▸ **Tasks**
**A)** List every socket command and event that the mIRC socket tutorial excerpt names.
**B)** According to the mIRC socket tutorial excerpt, which port is usually used when accessing a web page?
**C)** Write out the stretch of the mIRC socket tutorial excerpt from "Finally, the port" through "let's move on.".

▸ **Extract provided**
_ _ _
Finally, the port is obviously the port you're connecting to. Don't worry about this for now. It's usually 80 when accessing a web page.
Now that we've got the command down, let's start something off. Let's say I wanted to get the forum stats from mIRCscripts.org's forum page. This will be the task that I'll provide examples for as we move along. Keep in mind, the forum stats are printed near the top of the forum page. Our command would be:
/sockopen msforum mircscripts.org 80
Now let's move on.
The on SOCKOPEN event
Once we've opened a socket with /sockopen to a specific domain and port, the socket will connect to the domain and trigger the on SOCKOPEN event. In the event, we should tell the socket to go to a particular page on the website. We can do this by using another socket command, /sockwrite, to send a message to the socket. In this case, we should /sockwrite "GET", the page to access, and HTTP/1.1 or HTTP/1.0. Don't worry about the HTTP stuff for now, just use HTTP/1.1. Here's what we have:
Note: If the page you're trying to get information from a page that is the domain (for example, you wanted to get information from ms.org's main page), you'd simply put a slash after GET, with no other folders or page after that. (sockwrite -n $sockname GET / HTTP/1.1)
_ _ _
▸ **Excerpted data**
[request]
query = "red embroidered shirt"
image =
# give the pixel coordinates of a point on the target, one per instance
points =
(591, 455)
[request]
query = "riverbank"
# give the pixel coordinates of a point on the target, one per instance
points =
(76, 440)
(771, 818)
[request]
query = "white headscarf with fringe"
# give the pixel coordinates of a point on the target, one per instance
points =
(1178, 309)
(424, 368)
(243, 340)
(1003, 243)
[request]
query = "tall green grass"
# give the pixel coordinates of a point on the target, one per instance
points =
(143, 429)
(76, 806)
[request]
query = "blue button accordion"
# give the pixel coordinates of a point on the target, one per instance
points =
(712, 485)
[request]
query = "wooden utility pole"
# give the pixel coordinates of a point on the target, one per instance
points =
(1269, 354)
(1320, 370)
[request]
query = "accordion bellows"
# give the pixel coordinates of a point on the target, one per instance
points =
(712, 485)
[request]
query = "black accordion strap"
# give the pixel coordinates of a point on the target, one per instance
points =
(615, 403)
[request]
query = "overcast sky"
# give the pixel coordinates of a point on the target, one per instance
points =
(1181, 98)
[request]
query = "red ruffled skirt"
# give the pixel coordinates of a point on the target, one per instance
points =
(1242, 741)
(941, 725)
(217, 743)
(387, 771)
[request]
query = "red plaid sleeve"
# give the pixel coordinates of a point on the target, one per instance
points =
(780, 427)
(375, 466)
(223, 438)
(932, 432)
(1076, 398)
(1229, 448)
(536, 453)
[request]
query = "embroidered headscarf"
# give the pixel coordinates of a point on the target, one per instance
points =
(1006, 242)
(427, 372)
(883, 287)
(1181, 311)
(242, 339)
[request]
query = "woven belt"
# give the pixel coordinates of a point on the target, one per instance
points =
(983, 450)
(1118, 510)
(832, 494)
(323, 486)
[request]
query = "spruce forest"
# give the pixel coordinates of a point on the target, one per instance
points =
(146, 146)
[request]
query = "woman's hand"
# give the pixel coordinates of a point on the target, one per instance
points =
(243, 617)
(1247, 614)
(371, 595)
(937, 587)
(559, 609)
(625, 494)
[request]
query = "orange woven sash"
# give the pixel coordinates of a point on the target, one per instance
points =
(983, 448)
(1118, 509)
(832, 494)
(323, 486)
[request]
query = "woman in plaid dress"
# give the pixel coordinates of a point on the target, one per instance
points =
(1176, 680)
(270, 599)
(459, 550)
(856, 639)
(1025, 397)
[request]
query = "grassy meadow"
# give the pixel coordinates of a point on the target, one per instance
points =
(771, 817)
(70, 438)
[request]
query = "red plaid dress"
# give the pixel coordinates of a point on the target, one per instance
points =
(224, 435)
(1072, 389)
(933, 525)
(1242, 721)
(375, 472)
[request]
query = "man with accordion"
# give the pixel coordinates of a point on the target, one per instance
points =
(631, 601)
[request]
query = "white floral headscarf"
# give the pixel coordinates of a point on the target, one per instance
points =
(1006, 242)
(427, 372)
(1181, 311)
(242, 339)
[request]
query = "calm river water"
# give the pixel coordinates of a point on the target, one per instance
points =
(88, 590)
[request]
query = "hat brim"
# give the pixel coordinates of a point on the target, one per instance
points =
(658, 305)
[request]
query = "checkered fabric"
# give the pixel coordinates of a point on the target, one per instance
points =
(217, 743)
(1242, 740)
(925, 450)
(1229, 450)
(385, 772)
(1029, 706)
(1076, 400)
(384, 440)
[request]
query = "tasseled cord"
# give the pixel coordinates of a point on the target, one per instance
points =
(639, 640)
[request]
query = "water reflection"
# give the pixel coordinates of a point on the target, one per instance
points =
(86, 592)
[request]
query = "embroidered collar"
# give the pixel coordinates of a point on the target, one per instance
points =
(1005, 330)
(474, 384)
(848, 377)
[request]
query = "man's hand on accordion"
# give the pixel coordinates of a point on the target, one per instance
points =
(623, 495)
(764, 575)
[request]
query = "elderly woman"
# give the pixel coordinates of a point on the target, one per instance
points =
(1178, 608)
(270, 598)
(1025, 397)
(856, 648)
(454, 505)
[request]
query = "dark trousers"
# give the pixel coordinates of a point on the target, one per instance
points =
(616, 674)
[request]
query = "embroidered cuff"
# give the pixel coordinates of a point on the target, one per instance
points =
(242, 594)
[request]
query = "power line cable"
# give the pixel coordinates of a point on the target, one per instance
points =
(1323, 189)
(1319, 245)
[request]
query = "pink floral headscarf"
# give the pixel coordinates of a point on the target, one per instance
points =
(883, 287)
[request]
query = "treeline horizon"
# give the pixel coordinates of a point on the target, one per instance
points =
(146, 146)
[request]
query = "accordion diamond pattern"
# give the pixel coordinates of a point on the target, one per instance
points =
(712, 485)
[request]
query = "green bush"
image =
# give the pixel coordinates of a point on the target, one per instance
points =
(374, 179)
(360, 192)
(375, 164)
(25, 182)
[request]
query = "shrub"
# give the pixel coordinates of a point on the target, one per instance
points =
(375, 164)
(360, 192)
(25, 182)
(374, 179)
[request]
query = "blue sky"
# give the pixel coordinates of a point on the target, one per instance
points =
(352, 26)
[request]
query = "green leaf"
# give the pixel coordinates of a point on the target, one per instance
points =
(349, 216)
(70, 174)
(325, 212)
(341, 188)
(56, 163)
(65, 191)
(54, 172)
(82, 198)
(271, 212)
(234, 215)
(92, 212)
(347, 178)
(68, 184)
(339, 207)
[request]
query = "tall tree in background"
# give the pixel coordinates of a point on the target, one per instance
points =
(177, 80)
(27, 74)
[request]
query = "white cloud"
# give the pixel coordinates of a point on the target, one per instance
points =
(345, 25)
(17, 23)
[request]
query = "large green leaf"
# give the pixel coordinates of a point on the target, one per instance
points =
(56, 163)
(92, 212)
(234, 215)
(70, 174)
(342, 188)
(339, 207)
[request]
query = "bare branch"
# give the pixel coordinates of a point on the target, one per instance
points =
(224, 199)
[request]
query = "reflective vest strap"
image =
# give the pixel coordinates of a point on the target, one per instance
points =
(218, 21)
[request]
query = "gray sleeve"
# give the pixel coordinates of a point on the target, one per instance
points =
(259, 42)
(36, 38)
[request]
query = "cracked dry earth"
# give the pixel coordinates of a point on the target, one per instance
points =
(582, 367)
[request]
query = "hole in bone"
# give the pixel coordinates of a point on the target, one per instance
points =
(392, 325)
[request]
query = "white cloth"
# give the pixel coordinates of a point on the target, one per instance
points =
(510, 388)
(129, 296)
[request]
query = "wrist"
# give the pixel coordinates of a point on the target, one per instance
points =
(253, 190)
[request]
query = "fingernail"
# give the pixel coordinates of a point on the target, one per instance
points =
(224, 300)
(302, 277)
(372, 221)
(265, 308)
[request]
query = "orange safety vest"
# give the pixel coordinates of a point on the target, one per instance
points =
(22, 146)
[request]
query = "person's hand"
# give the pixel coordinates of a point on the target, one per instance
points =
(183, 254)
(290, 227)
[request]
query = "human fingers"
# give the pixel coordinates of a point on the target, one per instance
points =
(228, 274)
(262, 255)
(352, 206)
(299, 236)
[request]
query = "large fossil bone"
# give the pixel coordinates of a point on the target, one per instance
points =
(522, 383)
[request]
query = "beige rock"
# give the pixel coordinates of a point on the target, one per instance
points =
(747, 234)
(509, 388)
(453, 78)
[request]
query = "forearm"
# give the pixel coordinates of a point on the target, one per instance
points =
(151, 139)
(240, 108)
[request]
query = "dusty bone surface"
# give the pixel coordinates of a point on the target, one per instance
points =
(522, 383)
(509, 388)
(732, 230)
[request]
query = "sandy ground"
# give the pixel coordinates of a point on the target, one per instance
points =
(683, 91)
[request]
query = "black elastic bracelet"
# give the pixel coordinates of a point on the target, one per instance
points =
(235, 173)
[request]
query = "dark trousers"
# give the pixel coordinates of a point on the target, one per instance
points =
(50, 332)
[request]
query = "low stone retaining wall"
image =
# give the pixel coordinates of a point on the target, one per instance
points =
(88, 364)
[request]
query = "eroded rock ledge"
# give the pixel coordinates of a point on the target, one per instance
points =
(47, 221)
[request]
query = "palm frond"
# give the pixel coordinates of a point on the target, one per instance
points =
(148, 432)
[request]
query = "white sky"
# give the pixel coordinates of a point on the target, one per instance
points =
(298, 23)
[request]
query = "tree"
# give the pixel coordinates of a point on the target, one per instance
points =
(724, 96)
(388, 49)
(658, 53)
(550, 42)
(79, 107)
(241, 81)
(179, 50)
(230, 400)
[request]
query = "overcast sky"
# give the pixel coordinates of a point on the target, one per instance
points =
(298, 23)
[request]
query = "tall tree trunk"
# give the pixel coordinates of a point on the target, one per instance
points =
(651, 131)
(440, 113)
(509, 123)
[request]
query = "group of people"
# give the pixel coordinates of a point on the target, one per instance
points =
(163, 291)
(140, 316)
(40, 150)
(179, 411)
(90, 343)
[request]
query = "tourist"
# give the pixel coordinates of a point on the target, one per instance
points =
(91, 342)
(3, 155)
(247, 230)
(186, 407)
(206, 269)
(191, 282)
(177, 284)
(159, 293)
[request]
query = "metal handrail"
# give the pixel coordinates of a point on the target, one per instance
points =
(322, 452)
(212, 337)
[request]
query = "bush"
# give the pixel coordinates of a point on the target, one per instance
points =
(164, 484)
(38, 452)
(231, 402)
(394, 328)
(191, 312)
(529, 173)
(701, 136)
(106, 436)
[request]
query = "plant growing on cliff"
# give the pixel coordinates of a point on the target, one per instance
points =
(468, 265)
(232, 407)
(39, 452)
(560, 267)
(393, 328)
_ _ _
▸ **Responses in order**
**A)**
/sockopen
on SOCKOPEN (event)
/sockwrite

**B)** Port 80.

**C)**
Finally, the port is obviously the port you're connecting to. Don't worry about this for now. It's usually 80 when accessing a web page.
Now that we've got the command down, let's start something off. Let's say I wanted to get the forum stats from mIRCscripts.org's forum page. This will be the task that I'll provide examples for as we move along. Keep in mind, the forum stats are printed near the top of the forum page. Our command would be:
/sockopen msforum mircscripts.org 80
Now let's move on.